_PASSAGE SHOWN:_
Claire, Noel and the other writers attend weekly group meetings to discuss their work and gender politics, moderated by Maggie (Faith McDevitt). At one meeting, Noel comes out to the group by admitting that she is a lesbian, which disturbs the group's brash, Southern-accented romance novelist Tara O'Hara (Caren Graham). Noel later complains to Maggie about Claire and her habits, but Maggie insists that Claire will help Noel loosen up.

Bored with the retreat, Claire drives to nearby Portland one evening where she meets and seduces a man named Brian (Damon Craig) that she meets at a local bar. The next morning, Noel proposes they establish a set of house rules, but Claire's messiness continues to irritate her.

One night at the bar, Noel feels alienated as Tara and the other heterosexual women discuss penis size. When Brian approaches their table to say hello to Claire, Noel abruptly leaves. Sometime later, Claire is disturbed by a dream about kissing Noel, and she resumes her relationship with Brian. Another evening or two later at the bar, Noel and Claire get into a debate about intimacy between men and women. Noel buys Claire a drink to apologize for their disagreements. Claire questions Noel about the logistics of lesbian sexual intercourse, claiming she has an "academic" interest in the subject.

One evening at the cabin, Claire claims she is bored and suggests she and Noel play backgammon and drink tequila. When Claire loses the game, she agrees to impart the details of a sexual fantasy. Noel counters with her personal story, but begins to imagine Claire as her sexual partner. Claire's bond with Noel continues to deepen, despite Claire continuing to maintain that she is straight, and she becomes confused to why she is attracted to Noel.

One night, the writers group all get drunk and have a dance party, and Claire pulls Noel into a close embrace. Just as they are about to kiss, one of the other women bursts into tears over her recent fallout with her husband. Claire and Noel return to their cabin intoxicated, and Claire suggests they have sex. Noel refuses to get involved with a straight woman, thinking that Claire's attraction to her stems from curiosity. Claire backs down and insists she is simply afraid to act on impulse.

The next day, Noel reads Claire's latest novel and Claire goes for a jog on the beach, falling to her knees in distress. Later, the women meet while walking through the sand. They kiss, then return to their cabin where they finally make love for the first time.

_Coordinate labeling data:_
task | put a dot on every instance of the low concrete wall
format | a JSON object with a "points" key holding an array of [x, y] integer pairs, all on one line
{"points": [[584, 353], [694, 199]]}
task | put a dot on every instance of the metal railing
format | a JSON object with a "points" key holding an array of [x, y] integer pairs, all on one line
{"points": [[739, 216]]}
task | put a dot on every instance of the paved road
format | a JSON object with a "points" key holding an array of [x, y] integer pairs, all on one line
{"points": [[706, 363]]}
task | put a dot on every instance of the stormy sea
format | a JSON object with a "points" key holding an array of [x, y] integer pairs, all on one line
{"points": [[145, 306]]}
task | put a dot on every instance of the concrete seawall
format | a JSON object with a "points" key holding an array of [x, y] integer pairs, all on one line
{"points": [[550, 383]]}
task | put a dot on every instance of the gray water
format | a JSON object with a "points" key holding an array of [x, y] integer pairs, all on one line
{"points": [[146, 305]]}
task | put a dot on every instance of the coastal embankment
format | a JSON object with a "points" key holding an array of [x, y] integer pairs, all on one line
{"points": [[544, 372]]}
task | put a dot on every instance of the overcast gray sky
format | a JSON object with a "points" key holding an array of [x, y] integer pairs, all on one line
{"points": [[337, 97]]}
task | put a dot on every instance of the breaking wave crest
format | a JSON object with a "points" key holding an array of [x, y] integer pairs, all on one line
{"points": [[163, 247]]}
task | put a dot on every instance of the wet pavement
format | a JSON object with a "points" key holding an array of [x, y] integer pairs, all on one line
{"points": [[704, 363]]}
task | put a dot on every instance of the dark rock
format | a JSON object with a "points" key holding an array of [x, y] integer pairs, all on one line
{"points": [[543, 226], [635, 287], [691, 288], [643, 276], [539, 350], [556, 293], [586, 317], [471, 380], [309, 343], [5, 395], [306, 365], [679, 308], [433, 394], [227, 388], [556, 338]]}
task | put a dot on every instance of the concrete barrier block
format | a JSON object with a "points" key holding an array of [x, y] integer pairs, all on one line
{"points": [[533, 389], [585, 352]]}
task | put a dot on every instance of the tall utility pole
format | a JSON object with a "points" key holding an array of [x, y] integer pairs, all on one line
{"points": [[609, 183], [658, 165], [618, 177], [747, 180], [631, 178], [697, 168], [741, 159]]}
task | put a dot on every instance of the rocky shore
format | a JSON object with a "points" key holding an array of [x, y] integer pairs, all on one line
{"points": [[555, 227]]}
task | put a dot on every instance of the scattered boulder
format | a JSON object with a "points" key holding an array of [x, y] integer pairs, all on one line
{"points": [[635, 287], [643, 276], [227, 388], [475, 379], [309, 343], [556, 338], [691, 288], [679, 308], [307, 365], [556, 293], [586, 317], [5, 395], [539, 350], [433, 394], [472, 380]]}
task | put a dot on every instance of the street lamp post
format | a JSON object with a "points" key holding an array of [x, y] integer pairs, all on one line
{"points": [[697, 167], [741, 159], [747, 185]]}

_TASK INSTRUCTIONS:_
1) According to the plot summary, why does Noel reject Claire's suggestion that they have sex after the dance party? Answer in one to three sentences.
2) Return every line of the listing that contains the string "gray". Case counts.

_FULL SOLUTIONS:_
1) Noel refuses to get involved with a straight woman. She thinks Claire's attraction to her stems from curiosity.

2)
task | put a dot on every instance of the gray water
task | put a dot on every instance of the overcast gray sky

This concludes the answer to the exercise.